### AIM OF THE TASK
Locate every line in the listing below that contains the string "ribbed", and copy each of those lines. Case counts.

### DATASET CONTENT
[Begin]
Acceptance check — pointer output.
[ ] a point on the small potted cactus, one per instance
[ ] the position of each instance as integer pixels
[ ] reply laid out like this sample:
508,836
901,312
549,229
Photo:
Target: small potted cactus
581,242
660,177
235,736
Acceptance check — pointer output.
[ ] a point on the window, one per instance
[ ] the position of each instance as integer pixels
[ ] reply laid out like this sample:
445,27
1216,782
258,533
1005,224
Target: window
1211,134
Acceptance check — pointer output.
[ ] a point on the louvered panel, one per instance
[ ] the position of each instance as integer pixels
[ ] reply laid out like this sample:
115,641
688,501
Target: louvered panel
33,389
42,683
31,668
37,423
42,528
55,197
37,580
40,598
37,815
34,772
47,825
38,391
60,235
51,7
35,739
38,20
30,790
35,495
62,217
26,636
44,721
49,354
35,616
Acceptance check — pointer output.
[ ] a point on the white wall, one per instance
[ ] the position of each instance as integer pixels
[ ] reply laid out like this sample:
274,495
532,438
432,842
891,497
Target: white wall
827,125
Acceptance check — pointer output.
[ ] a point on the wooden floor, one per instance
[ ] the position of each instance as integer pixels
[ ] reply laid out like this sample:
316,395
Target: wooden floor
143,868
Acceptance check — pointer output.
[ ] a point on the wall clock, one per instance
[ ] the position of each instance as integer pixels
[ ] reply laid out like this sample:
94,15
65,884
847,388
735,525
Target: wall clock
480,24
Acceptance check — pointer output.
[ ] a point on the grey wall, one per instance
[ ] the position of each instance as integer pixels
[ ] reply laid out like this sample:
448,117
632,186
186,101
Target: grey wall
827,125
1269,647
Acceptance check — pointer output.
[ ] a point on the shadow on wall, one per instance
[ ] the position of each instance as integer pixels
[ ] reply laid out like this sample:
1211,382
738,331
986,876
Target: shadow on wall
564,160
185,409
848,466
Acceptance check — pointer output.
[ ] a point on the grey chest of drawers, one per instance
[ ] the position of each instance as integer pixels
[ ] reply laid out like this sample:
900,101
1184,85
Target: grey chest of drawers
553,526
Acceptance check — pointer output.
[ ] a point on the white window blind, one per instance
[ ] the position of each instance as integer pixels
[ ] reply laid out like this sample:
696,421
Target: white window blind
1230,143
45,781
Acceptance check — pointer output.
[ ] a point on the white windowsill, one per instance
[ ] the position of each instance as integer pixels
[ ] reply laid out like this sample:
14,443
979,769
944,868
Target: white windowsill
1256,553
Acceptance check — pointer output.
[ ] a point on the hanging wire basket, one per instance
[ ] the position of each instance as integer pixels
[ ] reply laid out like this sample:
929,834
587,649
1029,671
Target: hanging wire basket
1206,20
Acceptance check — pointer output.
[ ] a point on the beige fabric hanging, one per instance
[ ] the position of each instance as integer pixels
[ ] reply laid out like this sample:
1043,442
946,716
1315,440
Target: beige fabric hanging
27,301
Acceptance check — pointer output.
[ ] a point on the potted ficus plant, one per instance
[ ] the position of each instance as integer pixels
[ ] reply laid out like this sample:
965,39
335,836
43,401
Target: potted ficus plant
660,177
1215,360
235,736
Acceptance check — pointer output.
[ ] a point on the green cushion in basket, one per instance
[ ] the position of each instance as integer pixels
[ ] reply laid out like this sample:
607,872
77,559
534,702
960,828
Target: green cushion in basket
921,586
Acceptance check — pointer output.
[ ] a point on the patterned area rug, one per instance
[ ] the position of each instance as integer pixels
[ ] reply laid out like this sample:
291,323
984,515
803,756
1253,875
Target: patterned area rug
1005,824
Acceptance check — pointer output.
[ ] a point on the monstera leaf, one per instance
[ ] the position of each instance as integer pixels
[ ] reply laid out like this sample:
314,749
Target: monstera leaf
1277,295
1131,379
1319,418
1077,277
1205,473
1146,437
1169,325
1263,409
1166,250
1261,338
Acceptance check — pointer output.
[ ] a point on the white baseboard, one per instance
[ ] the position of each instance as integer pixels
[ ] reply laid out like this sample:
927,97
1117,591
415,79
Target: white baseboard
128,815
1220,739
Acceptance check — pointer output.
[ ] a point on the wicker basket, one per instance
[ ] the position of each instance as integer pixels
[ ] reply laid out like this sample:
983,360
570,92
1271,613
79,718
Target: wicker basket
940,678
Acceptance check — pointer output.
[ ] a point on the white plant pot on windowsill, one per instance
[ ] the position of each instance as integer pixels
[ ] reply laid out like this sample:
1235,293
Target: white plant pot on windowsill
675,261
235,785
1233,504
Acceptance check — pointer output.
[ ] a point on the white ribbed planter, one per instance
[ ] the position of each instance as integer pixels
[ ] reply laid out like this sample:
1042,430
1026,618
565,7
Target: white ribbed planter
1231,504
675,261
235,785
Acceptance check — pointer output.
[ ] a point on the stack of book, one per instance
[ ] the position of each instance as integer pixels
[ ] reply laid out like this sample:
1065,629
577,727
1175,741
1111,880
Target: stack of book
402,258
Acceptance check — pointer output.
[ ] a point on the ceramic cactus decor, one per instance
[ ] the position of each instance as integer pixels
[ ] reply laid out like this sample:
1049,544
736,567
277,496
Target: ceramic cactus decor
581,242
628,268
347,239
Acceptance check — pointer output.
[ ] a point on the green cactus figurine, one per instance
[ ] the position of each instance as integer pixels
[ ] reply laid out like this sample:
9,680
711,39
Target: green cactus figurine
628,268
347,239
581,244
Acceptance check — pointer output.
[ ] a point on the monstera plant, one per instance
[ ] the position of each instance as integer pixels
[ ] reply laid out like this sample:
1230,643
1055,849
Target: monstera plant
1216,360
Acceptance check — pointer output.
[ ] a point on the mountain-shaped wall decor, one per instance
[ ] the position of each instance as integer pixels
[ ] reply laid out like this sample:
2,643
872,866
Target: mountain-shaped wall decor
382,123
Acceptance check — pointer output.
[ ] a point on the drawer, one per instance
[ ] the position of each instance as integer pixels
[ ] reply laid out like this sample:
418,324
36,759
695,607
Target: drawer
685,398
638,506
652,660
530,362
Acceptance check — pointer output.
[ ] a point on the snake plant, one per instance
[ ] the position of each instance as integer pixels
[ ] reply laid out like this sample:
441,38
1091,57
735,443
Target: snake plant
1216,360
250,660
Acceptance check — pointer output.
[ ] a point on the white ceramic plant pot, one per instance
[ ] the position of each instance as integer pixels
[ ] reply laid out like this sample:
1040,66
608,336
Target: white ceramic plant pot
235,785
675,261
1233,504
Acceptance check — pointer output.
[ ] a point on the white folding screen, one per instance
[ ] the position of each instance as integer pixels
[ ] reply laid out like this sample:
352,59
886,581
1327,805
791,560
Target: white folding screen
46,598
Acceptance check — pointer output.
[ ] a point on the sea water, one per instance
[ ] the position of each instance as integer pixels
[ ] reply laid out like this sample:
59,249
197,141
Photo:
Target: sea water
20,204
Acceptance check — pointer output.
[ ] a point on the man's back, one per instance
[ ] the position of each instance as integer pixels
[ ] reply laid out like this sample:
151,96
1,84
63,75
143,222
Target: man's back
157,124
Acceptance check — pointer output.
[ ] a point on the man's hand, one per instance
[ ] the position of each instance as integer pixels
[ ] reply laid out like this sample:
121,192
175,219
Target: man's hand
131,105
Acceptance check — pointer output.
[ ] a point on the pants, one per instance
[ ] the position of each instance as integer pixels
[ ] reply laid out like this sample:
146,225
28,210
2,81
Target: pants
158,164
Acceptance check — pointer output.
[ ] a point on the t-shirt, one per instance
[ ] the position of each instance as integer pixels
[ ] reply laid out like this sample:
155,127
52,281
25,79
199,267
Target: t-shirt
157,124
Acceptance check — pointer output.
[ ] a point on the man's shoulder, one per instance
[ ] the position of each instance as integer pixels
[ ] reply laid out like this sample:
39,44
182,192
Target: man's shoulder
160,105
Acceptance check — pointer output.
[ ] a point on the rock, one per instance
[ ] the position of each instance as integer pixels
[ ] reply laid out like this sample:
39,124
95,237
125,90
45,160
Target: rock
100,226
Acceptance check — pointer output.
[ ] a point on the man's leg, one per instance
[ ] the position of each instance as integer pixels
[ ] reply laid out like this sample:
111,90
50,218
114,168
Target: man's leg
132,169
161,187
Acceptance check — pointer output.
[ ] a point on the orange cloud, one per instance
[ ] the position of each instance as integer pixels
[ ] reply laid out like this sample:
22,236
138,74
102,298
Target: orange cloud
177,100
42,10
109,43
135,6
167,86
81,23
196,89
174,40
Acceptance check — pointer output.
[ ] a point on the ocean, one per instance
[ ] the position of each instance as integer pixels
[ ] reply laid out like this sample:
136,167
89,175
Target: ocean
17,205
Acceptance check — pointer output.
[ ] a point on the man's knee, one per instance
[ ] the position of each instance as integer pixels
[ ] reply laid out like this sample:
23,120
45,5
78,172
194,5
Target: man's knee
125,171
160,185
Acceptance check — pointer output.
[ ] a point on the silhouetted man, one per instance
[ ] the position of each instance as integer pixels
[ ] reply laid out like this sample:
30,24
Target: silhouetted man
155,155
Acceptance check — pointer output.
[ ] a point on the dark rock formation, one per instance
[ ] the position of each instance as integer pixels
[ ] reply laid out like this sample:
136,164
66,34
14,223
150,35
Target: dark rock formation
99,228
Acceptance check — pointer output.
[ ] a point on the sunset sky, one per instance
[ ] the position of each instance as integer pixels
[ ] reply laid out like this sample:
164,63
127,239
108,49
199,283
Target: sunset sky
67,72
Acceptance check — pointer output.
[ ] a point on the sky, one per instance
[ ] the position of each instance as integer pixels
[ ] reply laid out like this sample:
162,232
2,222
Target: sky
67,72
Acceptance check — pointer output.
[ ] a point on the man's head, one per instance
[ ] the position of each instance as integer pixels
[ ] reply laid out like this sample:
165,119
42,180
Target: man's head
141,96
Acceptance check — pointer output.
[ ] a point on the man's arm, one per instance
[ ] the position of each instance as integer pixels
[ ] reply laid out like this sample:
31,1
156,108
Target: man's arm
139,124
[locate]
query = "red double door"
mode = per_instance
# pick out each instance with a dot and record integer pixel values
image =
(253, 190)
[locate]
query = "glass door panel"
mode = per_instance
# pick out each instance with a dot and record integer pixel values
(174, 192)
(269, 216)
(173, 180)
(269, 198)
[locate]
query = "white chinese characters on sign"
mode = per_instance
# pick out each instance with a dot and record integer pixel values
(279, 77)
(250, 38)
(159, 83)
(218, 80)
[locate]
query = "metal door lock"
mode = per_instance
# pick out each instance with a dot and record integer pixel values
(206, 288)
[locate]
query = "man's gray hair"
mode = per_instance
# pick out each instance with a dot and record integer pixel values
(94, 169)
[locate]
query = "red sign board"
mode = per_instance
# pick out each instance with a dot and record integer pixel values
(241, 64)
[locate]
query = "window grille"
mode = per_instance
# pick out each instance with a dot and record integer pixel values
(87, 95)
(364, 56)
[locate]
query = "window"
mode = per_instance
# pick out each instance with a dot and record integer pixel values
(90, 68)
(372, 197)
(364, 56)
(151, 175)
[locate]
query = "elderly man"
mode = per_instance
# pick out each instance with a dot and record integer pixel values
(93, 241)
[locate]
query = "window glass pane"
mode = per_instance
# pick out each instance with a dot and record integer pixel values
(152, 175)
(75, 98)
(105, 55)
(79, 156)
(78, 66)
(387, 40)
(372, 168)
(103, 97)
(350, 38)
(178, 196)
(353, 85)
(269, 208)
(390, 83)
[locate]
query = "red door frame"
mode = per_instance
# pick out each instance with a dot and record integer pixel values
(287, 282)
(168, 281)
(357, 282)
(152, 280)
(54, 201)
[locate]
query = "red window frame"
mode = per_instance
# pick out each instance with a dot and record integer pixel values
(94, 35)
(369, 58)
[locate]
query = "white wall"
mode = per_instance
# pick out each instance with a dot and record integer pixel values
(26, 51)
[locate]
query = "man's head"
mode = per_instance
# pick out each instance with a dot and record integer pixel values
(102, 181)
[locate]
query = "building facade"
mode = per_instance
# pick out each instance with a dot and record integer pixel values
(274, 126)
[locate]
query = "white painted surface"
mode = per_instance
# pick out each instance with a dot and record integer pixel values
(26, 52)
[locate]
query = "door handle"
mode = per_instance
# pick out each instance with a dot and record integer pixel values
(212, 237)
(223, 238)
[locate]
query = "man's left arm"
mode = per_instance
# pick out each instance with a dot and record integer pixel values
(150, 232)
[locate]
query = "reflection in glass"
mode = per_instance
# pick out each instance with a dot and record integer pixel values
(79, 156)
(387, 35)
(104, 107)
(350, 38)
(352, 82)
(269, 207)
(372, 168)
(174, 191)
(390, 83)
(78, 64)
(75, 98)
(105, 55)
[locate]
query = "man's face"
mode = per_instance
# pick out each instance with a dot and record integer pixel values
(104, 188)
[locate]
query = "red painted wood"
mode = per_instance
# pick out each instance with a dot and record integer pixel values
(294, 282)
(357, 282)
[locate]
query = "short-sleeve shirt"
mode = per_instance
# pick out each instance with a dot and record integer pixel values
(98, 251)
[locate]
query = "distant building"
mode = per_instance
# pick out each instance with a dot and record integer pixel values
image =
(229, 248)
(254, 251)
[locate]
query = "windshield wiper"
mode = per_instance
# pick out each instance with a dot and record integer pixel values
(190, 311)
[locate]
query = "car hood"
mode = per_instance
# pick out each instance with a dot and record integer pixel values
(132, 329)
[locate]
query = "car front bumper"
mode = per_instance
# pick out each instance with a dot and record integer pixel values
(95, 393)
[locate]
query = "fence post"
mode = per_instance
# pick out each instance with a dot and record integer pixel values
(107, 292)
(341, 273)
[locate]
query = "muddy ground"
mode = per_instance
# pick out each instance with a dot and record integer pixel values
[End]
### SOLUTION TO THE EXERCISE
[ ] a point on the white ribbed planter, one per instance
Target: white ribbed planter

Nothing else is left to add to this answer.